Task directions: Please copy out, word for word, the lines from the one containing "Identify player's neck." through the one containing "928 441 1075 673", including both of those lines.

** Start of Data to use **

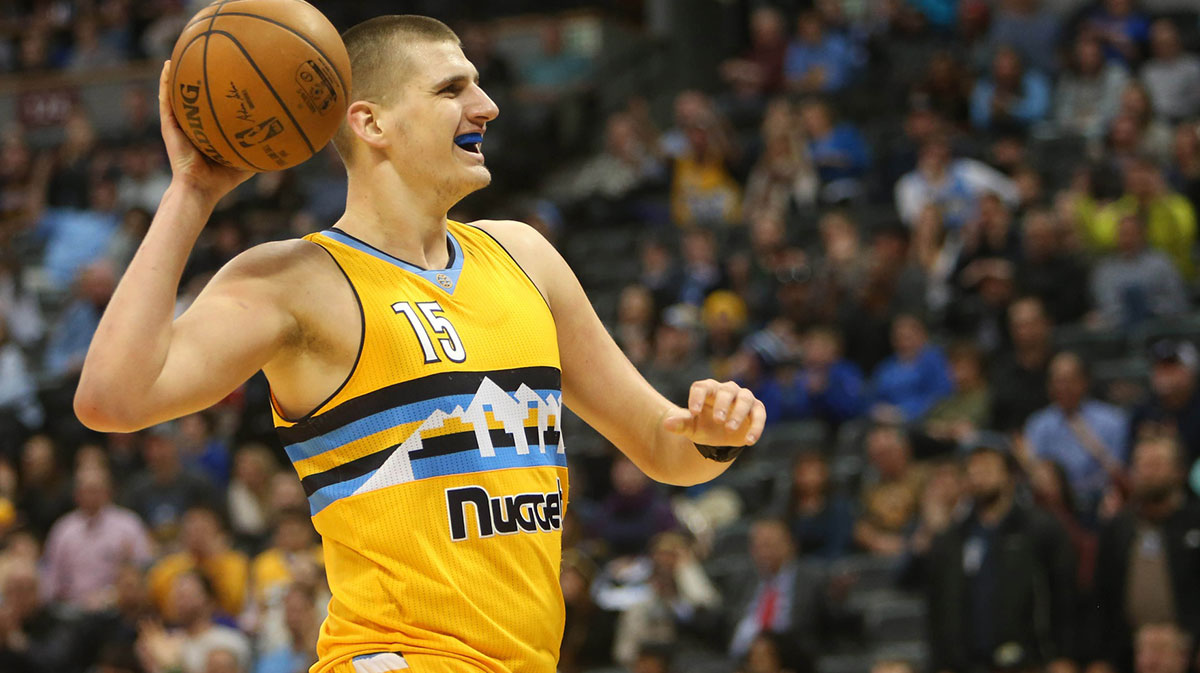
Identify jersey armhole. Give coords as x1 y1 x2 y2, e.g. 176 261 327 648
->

** End of Data to use **
** Start of Data to use **

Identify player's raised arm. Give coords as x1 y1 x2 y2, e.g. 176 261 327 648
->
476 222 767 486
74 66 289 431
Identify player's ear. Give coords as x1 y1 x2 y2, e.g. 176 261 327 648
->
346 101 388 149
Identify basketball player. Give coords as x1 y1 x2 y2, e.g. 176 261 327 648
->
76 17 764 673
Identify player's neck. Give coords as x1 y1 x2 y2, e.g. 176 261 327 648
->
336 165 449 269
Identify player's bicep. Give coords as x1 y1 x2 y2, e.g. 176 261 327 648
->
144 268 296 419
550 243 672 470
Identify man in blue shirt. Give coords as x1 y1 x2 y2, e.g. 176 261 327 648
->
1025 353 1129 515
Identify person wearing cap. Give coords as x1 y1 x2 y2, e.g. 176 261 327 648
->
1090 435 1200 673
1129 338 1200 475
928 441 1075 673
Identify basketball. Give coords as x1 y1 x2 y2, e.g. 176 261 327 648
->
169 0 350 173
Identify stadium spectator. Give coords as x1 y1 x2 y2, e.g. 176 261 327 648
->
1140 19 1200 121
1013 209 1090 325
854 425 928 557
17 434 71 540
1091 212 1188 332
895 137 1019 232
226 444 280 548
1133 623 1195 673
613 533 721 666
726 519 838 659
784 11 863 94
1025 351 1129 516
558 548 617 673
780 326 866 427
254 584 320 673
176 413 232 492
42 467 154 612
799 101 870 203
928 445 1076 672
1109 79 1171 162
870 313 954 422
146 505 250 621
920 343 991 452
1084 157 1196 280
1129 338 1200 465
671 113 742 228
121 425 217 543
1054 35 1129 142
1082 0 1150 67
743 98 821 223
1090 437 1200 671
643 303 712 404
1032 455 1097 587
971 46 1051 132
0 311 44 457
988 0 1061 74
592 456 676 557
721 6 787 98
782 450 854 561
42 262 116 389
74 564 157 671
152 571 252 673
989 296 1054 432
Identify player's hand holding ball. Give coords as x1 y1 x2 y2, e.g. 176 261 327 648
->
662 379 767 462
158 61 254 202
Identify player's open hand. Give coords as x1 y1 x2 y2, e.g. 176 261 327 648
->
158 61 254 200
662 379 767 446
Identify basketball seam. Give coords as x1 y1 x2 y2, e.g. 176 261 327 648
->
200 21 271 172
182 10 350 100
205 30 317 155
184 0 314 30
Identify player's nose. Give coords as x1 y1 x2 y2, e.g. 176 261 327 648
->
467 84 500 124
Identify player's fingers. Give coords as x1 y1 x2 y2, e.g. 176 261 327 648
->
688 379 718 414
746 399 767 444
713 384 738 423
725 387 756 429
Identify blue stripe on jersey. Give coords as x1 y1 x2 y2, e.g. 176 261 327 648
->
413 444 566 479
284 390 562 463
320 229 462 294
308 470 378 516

** End of Data to use **
** Start of Data to use **

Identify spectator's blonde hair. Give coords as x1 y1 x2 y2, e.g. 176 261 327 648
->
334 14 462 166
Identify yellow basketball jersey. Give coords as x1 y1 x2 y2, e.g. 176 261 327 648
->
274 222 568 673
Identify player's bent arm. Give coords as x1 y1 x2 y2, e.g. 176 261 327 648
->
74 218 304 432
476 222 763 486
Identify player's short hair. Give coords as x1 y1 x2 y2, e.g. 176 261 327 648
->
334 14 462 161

** End of Data to use **

Problem solution:
Identify player's neck. Give coords as x1 y1 x2 y2, e.g. 176 261 327 648
->
336 165 449 269
Identify player's bicep. Give coords as x1 y1 x2 y2, e.g. 176 261 327 648
->
144 268 296 419
550 243 672 470
Identify man in blue shirt. Give coords as x1 y1 x2 y2, e.g. 176 261 327 648
->
1025 353 1129 515
Identify person wearing cap. Give coords as x1 y1 x2 y2, e.g. 176 261 327 648
->
1090 435 1200 673
1129 338 1200 475
928 441 1075 673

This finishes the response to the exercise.